Opinion

Krause: Alex Trebek is a national icon

When word began circulating Wednesday that “Jeopardy” host Alex Trebek had been diagnosed with stage 4 pancreatic cancer, the reaction was as if one of America’s foremost icons had been struck down.

I’d argue that Trebek, though Canadian, is one of America’s foremost icons.

Those old enough to remember undoubtedly recall that Art Fleming, and not Trebek, was the original host of the popular “answer-and-question” game show. But Trebek, a veteran of the game-show circuit, was chosen to be the host when it was resurrected in 1984 and he’s certainly made it his own over the past 35 years.

If you watch any of the old game shows on those nostalgia networks, you’ll see Trebek pop up on shows like “Classic Concentration,” and you’ll note that he was never as corny as, say, Wink Martindale; or as hopped up as the guy who wore the crazy sweaters and hosted “Supermarket Sweepstakes.” I want to go back in time just so I can punch him.

Work to complete:
- 1) Answer these from the opinion piece on Alex Trebek:
(a) What diagnosis did word begin circulating about on Wednesday?
(b) Who was the original host of "Jeopardy"?
(c) In what year was the show resurrected with Trebek as host?
- 2) Please carry on the opinion piece on Alex Trebek, starting right after its last sentence.

Dataset content:
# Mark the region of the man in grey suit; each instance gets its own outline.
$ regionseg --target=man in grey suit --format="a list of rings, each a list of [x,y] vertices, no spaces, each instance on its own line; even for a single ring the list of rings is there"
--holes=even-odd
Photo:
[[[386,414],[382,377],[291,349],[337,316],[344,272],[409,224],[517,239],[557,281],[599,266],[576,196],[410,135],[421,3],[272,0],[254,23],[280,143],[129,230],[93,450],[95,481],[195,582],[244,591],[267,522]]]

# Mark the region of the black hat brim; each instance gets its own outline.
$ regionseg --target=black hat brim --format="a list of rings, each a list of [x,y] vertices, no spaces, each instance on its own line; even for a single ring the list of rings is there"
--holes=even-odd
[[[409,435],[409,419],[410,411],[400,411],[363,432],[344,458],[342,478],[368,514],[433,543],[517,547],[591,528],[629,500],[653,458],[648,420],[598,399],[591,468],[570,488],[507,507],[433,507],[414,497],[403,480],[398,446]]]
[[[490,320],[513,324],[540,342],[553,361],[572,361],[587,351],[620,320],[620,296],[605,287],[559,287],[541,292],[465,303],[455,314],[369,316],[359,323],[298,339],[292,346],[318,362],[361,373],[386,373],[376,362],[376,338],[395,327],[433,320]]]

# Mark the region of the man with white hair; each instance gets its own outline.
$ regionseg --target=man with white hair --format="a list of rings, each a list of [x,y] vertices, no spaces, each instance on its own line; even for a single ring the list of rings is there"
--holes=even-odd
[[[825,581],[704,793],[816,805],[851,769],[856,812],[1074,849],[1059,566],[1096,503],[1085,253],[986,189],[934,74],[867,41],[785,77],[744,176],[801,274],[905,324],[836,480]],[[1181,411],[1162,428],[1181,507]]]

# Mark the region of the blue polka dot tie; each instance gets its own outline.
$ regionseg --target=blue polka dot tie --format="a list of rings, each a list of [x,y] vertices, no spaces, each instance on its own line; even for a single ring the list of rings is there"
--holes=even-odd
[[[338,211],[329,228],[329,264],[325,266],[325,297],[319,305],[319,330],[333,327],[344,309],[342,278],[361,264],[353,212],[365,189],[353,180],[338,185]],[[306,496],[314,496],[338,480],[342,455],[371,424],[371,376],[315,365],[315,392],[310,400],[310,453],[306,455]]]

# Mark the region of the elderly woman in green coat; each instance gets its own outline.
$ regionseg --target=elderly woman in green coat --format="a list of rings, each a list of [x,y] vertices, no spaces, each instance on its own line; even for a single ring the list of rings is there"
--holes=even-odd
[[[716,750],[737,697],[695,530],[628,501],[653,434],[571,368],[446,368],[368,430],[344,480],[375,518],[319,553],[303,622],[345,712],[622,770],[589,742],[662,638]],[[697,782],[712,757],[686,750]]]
* * *
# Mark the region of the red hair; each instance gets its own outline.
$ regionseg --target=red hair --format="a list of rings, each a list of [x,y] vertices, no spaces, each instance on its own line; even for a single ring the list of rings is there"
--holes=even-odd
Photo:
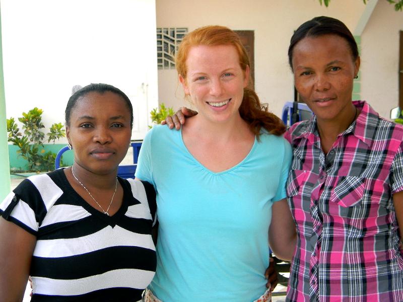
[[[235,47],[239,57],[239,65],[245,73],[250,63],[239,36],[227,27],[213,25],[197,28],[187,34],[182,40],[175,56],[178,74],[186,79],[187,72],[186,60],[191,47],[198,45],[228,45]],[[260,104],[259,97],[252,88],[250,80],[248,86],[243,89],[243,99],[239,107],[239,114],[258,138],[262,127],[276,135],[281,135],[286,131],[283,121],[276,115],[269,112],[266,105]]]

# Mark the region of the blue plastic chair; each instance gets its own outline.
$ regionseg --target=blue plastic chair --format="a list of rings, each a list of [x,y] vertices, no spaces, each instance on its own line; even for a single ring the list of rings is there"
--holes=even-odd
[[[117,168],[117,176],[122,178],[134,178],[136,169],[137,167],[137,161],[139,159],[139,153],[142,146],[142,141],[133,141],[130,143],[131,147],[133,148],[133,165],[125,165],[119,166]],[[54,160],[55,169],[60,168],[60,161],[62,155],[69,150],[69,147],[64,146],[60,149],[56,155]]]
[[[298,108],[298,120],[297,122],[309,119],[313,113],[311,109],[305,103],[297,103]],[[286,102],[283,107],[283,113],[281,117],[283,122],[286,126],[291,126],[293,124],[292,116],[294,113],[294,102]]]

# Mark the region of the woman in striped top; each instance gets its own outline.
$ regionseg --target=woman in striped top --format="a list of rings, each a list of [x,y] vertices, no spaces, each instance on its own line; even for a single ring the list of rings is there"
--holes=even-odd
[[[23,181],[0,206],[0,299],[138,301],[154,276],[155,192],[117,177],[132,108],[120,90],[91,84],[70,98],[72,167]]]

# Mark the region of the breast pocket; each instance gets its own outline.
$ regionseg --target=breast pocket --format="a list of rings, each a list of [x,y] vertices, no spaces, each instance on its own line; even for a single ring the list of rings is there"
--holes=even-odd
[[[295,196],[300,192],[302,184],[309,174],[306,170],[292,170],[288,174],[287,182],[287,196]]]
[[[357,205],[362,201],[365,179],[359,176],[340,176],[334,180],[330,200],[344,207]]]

Results of the exercise:
- 1)
(a) Stage 4 pancreatic cancer.
(b) Art Fleming.
(c) 1984.

- 2)
The nature of game shows almost make it necessary for the hosts to be like carnival barkers (not all of them named Bob). They come off like hucksters, every one of them seemingly graduates of the Steve Harvey/Pat Sajak school of n’yuks. A lot of that stuff is cringeworthy.

However, Trebek has always been more understated and more cerebral. And he took that to new heights once he got the “Jeopardy” gig. He plays at being a bit of a snob, he loves to accentuate his French pronunciations (or any pronunciations, for that matter), and he’ll gently chastise contestants who flub up questions he thinks they should know. You can tell when he gets a kick out of a contestant and when he finds one less-than-interesting.

There was a memorable night when there was an American football category where none of the three contestants even knew enough to buzz in on any of the five “answers.” He was aghast, and had no trouble conveying that feeling.

The game’s rules play into Trebek’s persona as sort of an elitist. That’s because you can trip yourself up on a question by saying a “the” where it doesn’t belong, or by making an answer plural rather than singular (and vice versa). When that happens, he can be almost insufferably smarmy and you want to just hit him.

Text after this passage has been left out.